Shannon Stacey

A question…

the husband has asked:

How does it effect my career long term if I tell the RWA to kiss my ass and give me some of my :censor: money back?

How big a deal is to romance publishers/editors/agents if I’m not a member of RWA? How about if I was a member and left in a rather…kiss my ass manner? Does that make me a troublemaker? A person prone to hissy fits and less than desirable to work with?

I’m sure he’s doing his part to keep me from making a decision I may regret, but the questions are still valid. Alison’s going to leave, but she’s got a solid career, a great editor, and a fabulous agent. Will getting pissed off and leaving now come back to bite me in the ass in a year or two if I decide to go agent hunting?

13 comments to “A question…”

  1. THIS! Christine
      · June 6th, 2005 at 1:33 pm · Link

    Hold on for just a little longer. At least wait for RWA to respond to all these concerns. I’m not saying I agree with what is going on, but until I hear from the other side how can I make an informed decision?

Instruction 1
In the blog post about leaving the RWA, on what date and at what time was Christine's comment posted?
Instruction 2
Resume the blog post about leaving the RWA from the point where it stops.

Dataset excerpt:
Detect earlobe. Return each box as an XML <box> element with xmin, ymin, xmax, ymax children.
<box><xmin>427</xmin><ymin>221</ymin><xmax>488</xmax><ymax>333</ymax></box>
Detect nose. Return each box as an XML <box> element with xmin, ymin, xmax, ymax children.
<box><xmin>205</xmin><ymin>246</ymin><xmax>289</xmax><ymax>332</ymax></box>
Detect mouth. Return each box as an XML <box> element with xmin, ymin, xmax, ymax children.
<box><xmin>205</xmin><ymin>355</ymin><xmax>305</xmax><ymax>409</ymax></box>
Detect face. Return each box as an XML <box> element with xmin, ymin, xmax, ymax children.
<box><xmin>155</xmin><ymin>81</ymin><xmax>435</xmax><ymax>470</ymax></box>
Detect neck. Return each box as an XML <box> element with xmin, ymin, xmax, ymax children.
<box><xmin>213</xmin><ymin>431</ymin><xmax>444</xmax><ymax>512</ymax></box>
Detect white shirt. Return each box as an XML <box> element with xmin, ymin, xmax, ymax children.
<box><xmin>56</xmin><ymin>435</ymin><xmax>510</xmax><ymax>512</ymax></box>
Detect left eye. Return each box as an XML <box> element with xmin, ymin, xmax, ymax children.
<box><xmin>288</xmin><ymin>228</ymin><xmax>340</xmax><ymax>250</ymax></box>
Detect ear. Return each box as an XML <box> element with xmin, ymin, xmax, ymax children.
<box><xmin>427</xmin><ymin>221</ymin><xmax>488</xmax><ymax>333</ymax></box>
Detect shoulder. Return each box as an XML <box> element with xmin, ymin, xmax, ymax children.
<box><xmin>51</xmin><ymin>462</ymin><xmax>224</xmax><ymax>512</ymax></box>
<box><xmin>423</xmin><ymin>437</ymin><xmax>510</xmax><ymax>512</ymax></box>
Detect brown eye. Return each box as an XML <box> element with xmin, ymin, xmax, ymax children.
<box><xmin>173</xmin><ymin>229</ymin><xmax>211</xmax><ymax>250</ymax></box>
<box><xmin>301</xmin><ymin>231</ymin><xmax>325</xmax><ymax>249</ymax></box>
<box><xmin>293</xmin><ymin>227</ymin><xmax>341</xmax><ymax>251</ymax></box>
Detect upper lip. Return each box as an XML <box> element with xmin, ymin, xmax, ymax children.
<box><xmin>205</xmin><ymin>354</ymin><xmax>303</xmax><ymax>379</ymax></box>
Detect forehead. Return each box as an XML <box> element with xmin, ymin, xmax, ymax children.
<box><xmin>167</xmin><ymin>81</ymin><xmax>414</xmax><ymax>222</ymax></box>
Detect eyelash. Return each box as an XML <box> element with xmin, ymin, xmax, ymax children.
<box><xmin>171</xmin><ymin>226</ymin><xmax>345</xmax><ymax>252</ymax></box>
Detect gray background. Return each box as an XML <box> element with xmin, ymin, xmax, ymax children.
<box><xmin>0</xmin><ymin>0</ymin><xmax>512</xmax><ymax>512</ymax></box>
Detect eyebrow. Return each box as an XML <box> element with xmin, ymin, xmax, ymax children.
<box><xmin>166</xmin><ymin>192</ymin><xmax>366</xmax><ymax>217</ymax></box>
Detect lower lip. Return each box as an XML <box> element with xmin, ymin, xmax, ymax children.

Expected output 1
June 6th, 2005 at 1:33 pm.

Expected output 2
    I know how much the goal of RWA membership meant to you. If you wait, and then decide to leave, you will at least know you did so after careful consideration and weighing of both sides of the argument.


  2. cece
      · June 6th, 2005 at 1:43 pm · Link

    IMO being a member means you’re serious about your career as a writer–and not much more. You have a sale, you’re writing therefore you’re obivously seriously about your career as a writer. There are also other writing organizations. I’m tired and should probalby just shut up LOL but I do agree w/Christine about hanging tight before you make a decission if it mean(t) that much to you in the first place :nod:

  3. PBW
      · June 6th, 2005 at 3:35 pm · Link

    I agree that it’s not a decision to be made in haste. Going it alone can be tough, but it can be done. Being part of RWA will bring some benefits that you can’t get as a loner, and is not to be discounted.

    This is your career. Do what you think is right for you.

  4. Charlene T
      · June 6th, 2005 at 5:00 pm · Link

    I find it hard to believe that a publisher or agent wouldn’t want to do business with you based on whether you’re a member of RWA or not. There are many other organizations for authors (like NINC) and very few writers have the funds to pay for membership in all of ’em. There are many ways to be active and demonstrate seriousness about your career. Whatever you choose, I can’t see you not writing!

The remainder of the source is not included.